BEGIN EXTRACTED DATA

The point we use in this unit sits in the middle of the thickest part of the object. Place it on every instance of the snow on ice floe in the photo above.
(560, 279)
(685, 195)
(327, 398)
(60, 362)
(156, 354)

END EXTRACTED DATA

> [EXERCISE DESCRIPTION]: Rewrite the records with "ice floe" changed to "pack ice" and everything else left as it is.

> [CORRECT OUTPUT]:
The point we use in this unit sits in the middle of the thickest part of the object. Place it on every instance of the snow on pack ice in the photo above.
(560, 279)
(685, 195)
(327, 398)
(60, 362)
(156, 354)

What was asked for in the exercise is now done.